====== TESTO ESTRATTO

E a provocarlo nell’85% dei casi è la donna, la moglie, la madre che, attratta
da false chimere di carriera o di libertà, o da lusinghe di qualche
approfittatore di turno, decide di sbarazzarsi del marito come si fa con un
vestito vecchio da buttare.
E da quando la donna ha
permesso che il bambino, il frutto del suo grembo venisse dilaniato e distrutto
e buttato al macero con la legge sull’aborto del ‘78, si è aperto un baratro di
iniquità senza fondo, a tal punto che non si è mai visto un così
terribile e progressivo disprezzo per la vita dell’uomo come in questi ultimi
decenni.

============

§ **ISTRUZIONI**
Nel testo estratto, quale legge viene citata con l'anno ’78?

====== MATERIALE FORNITO

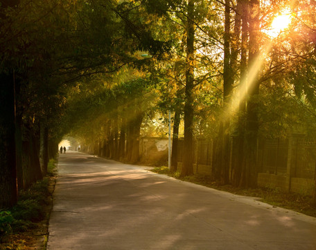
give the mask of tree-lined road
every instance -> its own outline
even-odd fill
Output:
[[[48,250],[316,249],[316,219],[93,156],[60,156]]]

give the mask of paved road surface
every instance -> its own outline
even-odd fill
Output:
[[[60,156],[48,250],[314,250],[316,219],[67,151]]]

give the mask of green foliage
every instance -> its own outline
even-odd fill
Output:
[[[52,158],[50,159],[49,161],[49,164],[47,166],[47,174],[49,176],[54,176],[57,174],[57,168],[56,168],[56,160]]]
[[[49,179],[38,181],[19,194],[17,203],[10,210],[0,211],[0,239],[6,234],[33,228],[35,222],[44,218],[43,206],[50,194]]]
[[[0,242],[1,238],[12,231],[11,225],[14,218],[9,211],[0,211]]]
[[[33,222],[39,222],[44,219],[42,206],[37,199],[28,199],[19,201],[12,209],[12,215],[15,219],[23,219]]]

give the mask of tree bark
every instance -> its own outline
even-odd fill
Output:
[[[259,0],[250,1],[250,20],[249,26],[249,65],[248,69],[254,69],[251,72],[251,81],[248,81],[248,97],[246,110],[246,131],[245,134],[245,185],[256,187],[257,183],[257,142],[259,128],[258,106],[255,100],[259,94],[259,69],[253,67],[256,64],[259,53]]]
[[[17,202],[14,74],[0,75],[0,208]]]
[[[139,138],[141,135],[141,127],[143,119],[143,113],[141,111],[137,111],[134,122],[134,133],[132,140],[132,153],[130,161],[132,163],[137,163],[139,161]]]
[[[125,158],[125,119],[122,119],[121,125],[120,140],[119,142],[119,159],[121,160]]]
[[[177,148],[179,138],[179,126],[180,124],[180,112],[175,111],[175,119],[173,122],[173,147],[171,154],[171,169],[172,172],[177,172]]]
[[[193,174],[194,1],[188,0],[186,22],[184,140],[180,176]]]
[[[49,128],[44,122],[41,122],[40,129],[40,162],[42,174],[44,176],[47,174],[49,164]]]

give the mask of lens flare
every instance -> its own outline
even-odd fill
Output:
[[[292,21],[292,15],[290,13],[282,13],[274,17],[271,24],[271,28],[267,31],[267,34],[270,37],[276,38],[281,32],[286,30]]]

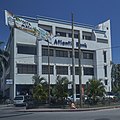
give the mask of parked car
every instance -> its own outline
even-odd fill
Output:
[[[83,101],[87,100],[87,95],[83,95],[83,96],[82,96],[82,99],[83,99]],[[67,98],[67,100],[73,102],[73,95],[69,96],[69,97]],[[77,103],[80,102],[80,94],[76,94],[76,102],[77,102]]]
[[[14,105],[15,106],[25,106],[27,100],[30,99],[31,96],[29,95],[19,95],[14,98]]]
[[[115,101],[117,99],[117,96],[112,92],[107,92],[105,94],[105,99],[110,99],[112,101]]]

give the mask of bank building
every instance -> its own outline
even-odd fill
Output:
[[[55,85],[58,75],[65,76],[72,82],[71,22],[40,16],[18,17],[19,22],[22,19],[28,23],[22,21],[19,27],[10,27],[6,45],[6,50],[10,53],[9,69],[1,83],[4,94],[11,99],[19,94],[29,94],[33,87],[32,77],[35,74],[48,81],[48,42],[37,39],[35,35],[29,34],[31,31],[24,30],[24,27],[30,28],[31,25],[42,28],[53,36],[49,43],[50,85]],[[101,79],[106,91],[110,91],[112,61],[110,20],[95,26],[74,22],[76,93],[79,92],[78,38],[81,49],[82,88],[84,89],[86,82],[94,77]]]

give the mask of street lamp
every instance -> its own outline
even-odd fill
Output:
[[[54,35],[51,40],[54,38],[54,37],[57,37],[59,36],[59,34],[56,34]],[[50,104],[50,101],[51,101],[51,95],[50,95],[50,41],[48,40],[48,103]]]
[[[80,89],[80,107],[82,107],[82,79],[81,79],[81,49],[80,49],[80,31],[78,33],[78,63],[79,63],[79,89]]]
[[[75,84],[75,52],[74,52],[74,28],[73,28],[73,13],[72,13],[72,81],[73,81],[73,102],[76,101],[76,84]]]

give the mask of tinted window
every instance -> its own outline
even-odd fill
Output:
[[[30,54],[30,55],[37,54],[36,46],[30,46],[30,45],[17,45],[17,51],[18,54]]]
[[[15,97],[14,100],[23,100],[23,97]]]

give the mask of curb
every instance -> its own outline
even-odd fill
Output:
[[[108,106],[108,107],[97,107],[97,108],[79,108],[79,109],[37,108],[37,109],[19,110],[19,112],[82,112],[82,111],[95,111],[95,110],[114,109],[114,108],[120,108],[120,105],[118,105],[118,106]]]

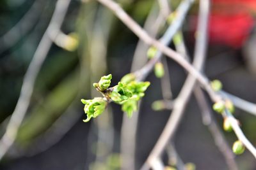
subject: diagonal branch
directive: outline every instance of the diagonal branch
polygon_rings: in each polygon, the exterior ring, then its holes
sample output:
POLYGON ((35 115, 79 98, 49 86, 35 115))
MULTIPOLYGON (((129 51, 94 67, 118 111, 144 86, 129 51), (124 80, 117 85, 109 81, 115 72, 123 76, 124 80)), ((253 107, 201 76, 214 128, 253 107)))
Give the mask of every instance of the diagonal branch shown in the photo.
MULTIPOLYGON (((136 34, 140 39, 144 41, 145 43, 156 47, 159 50, 166 54, 167 57, 176 61, 188 73, 195 77, 200 83, 201 85, 206 90, 213 101, 217 102, 223 100, 223 98, 220 95, 216 94, 212 90, 207 78, 205 78, 200 73, 200 71, 197 71, 193 66, 191 66, 185 59, 182 57, 180 54, 175 52, 173 50, 168 48, 159 41, 152 38, 150 36, 148 36, 148 34, 137 23, 136 23, 118 4, 111 0, 98 0, 98 1, 112 10, 114 13, 132 31, 133 31, 134 34, 136 34)), ((224 117, 227 117, 227 116, 228 116, 228 118, 230 119, 235 119, 232 115, 223 114, 224 117)), ((237 122, 236 121, 231 121, 230 122, 232 127, 236 127, 236 129, 239 130, 236 131, 236 135, 239 138, 239 139, 244 139, 241 140, 241 141, 256 158, 256 149, 253 146, 252 147, 252 145, 250 142, 248 142, 248 141, 247 138, 245 138, 244 134, 239 127, 237 122)))
POLYGON ((58 0, 50 24, 36 48, 23 80, 20 97, 0 141, 0 160, 12 146, 29 104, 38 73, 50 50, 52 41, 48 36, 51 29, 60 29, 71 0, 58 0))

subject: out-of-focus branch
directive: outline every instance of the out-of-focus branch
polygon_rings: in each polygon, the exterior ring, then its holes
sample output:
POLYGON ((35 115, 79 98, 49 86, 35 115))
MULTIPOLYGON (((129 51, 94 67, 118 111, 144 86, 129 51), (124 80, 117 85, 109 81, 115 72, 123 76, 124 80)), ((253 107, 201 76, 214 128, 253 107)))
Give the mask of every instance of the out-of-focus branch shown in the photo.
POLYGON ((218 127, 217 123, 212 116, 211 110, 208 106, 207 100, 202 90, 199 86, 195 87, 194 89, 195 96, 201 110, 203 123, 208 127, 209 130, 212 135, 216 145, 223 155, 230 170, 238 170, 236 165, 234 155, 230 149, 225 137, 218 127))
MULTIPOLYGON (((198 35, 196 40, 195 59, 193 61, 193 66, 198 71, 202 69, 205 57, 209 8, 210 4, 209 1, 201 0, 200 1, 197 29, 197 32, 200 32, 200 34, 198 35)), ((186 104, 192 94, 196 80, 196 78, 191 74, 186 80, 180 94, 177 99, 175 99, 173 110, 163 132, 146 160, 145 164, 148 164, 150 166, 152 167, 154 164, 155 160, 160 157, 168 141, 173 136, 176 129, 178 128, 186 104)), ((148 169, 148 167, 146 165, 143 166, 143 168, 141 168, 143 170, 148 169)))
MULTIPOLYGON (((222 100, 222 97, 211 89, 211 85, 209 83, 209 80, 204 75, 202 75, 198 71, 197 71, 193 66, 191 66, 185 59, 182 57, 181 55, 171 50, 170 48, 166 47, 158 41, 151 38, 147 33, 140 27, 123 10, 120 6, 112 1, 111 0, 98 0, 100 3, 111 10, 132 31, 136 34, 140 38, 143 39, 145 43, 153 45, 156 47, 159 50, 161 51, 163 53, 166 54, 167 57, 176 61, 181 66, 186 69, 191 75, 195 76, 198 81, 200 83, 201 85, 206 90, 211 99, 214 101, 220 101, 222 100)), ((154 64, 153 64, 154 65, 154 64)), ((148 71, 150 71, 150 69, 148 71)), ((148 73, 146 73, 148 74, 148 73)), ((145 73, 145 74, 146 74, 145 73)), ((228 115, 229 118, 231 119, 236 120, 232 115, 228 115)), ((227 115, 223 115, 227 117, 227 115)), ((241 139, 244 139, 245 140, 241 141, 247 148, 250 148, 250 151, 256 158, 256 150, 253 147, 252 147, 252 144, 248 143, 248 139, 245 138, 241 129, 239 128, 238 124, 236 121, 230 122, 232 127, 236 127, 239 129, 239 131, 237 131, 237 134, 240 137, 244 136, 244 138, 240 138, 241 139), (250 145, 249 145, 250 144, 250 145)))
MULTIPOLYGON (((152 37, 156 37, 159 29, 165 22, 165 18, 161 14, 158 15, 158 16, 157 15, 157 10, 155 6, 154 6, 144 25, 145 30, 147 31, 148 34, 152 37), (152 27, 152 25, 154 27, 152 27)), ((131 71, 140 68, 140 66, 142 66, 145 65, 147 59, 147 48, 148 46, 145 45, 144 43, 141 40, 140 40, 133 56, 131 71)), ((134 113, 131 118, 128 118, 126 116, 123 117, 121 128, 120 148, 122 159, 125 160, 125 161, 122 162, 122 169, 135 169, 136 136, 141 104, 141 101, 140 101, 138 104, 138 111, 134 113)))
POLYGON ((231 100, 234 105, 238 108, 256 116, 256 104, 244 100, 223 90, 220 91, 220 93, 224 97, 231 100))
POLYGON ((47 55, 52 41, 47 35, 51 29, 60 29, 70 0, 58 0, 50 24, 44 33, 25 74, 16 107, 0 141, 0 160, 13 145, 27 111, 37 74, 47 55))
MULTIPOLYGON (((168 28, 164 36, 159 40, 159 42, 162 45, 166 46, 172 41, 173 36, 180 28, 186 14, 193 2, 194 0, 184 0, 180 3, 180 4, 176 10, 177 15, 175 20, 172 22, 172 25, 168 28)), ((154 43, 151 45, 156 46, 156 45, 154 45, 154 43)), ((150 71, 152 69, 155 64, 160 60, 162 52, 161 52, 161 50, 158 51, 152 59, 151 59, 140 70, 135 72, 139 80, 143 80, 147 77, 150 73, 150 71)))
POLYGON ((35 24, 46 1, 36 0, 23 17, 0 37, 0 53, 13 46, 35 24))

============

§ **RISPOSTA**
La legge sull’aborto.